* _Required tasks_
A: Retype the passage on Alzheimer's disease markers from "Given the accumulating" up to and including "for such inclusion.".
B: Extend the passage on Alzheimer's disease markers and mild neurocognitive disorder, picking up right after its final sentence.

* _Text section_
-- Opening Marker --

Biological markers for Alzheimer’s disease appear well before the onset of symptoms such as memory problems and functional impairment. Markers focus on both amyloid and tau and include CSF measures of lower β-amyloid protein levels (5) and positron emission tomography (PET) evidence of β-amyloid deposition (6) using a variety of specific ligands. Markers of tau accumulation include CSF measures of elevated total tau or phosphorylated-tau (7). These markers appear before—often years before—the onset of symptoms of NCD. A combination of symptoms of mild NCD and biomarker support significantly increases the likelihood that mild NCD will progress to major NCD (4, 8). A word of caution, however: although we are pushing the diagnosis and treatment increasingly upstream in the disease process of NCDs, we have yet to identify a sensitive and specific biological marker, just as we have not identified a definitive treatment for most disorders.
Given the accumulating evidence in this fast-emerging field (we read about a new genetic marker, diagnostic test, or potential therapy almost weekly in the popular press), coupled with the heightened sensitivity in our patients to early signs of neurocognitive impairment across a number of domains and the empirical basis for an early diagnosis of impairment, the time has come for the inclusion of mild NCD in our nomenclature. In the view of our workgroup, the evidence is substantial for such inclusion.

-- Closing Marker --

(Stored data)
-- Opening Marker --

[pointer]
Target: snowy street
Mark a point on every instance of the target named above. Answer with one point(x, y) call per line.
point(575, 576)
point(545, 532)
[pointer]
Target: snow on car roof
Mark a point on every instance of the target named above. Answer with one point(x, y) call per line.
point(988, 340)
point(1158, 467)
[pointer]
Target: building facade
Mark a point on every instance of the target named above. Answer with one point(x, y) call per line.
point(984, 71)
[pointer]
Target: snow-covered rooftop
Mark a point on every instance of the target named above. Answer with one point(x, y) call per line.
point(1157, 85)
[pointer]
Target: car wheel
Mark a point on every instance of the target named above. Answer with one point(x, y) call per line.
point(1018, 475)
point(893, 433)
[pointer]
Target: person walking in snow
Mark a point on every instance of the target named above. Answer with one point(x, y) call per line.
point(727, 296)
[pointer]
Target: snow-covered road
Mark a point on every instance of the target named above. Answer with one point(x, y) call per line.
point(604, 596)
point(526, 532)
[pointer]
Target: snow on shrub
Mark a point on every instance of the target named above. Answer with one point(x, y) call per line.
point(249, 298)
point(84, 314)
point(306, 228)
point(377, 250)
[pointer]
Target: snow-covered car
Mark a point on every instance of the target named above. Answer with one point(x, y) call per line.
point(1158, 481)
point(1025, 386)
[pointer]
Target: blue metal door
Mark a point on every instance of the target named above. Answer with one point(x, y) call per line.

-- Closing Marker --

* _Answers by item number_
A:
Given the accumulating evidence in this fast-emerging field (we read about a new genetic marker, diagnostic test, or potential therapy almost weekly in the popular press), coupled with the heightened sensitivity in our patients to early signs of neurocognitive impairment across a number of domains and the empirical basis for an early diagnosis of impairment, the time has come for the inclusion of mild NCD in our nomenclature. In the view of our workgroup, the evidence is substantial for such inclusion.

B:
Another change from DSM-IV is the transition from text descriptions of neurocognitive disorders including traumatic brain NCD, Parkinson’s NCD, Huntington’s NCD, frontotemporal NCD, prion NCD, and HIV NCD to operational criteria. Alzheimer’s NCD, vascular NCD, and substance use NCD in DSM-IV could be diagnosed with specific criteria. Over the past 20 years, much progress has led to many consensus efforts to develop operational criteria for these variants of NCD (9).
In summary, the Neurocognitive Disorders Workgroup has made every effort to ensure that the diagnostic criteria we have agreed on reflect this fast-emerging field. The workgroup is aware that the potential for instituting unnecessary diagnostic tests and unproven treatments for mild NCD is real. Only evidence-based practice of psychiatry can avert the misuse of this diagnosis—a truism for all psychiatry.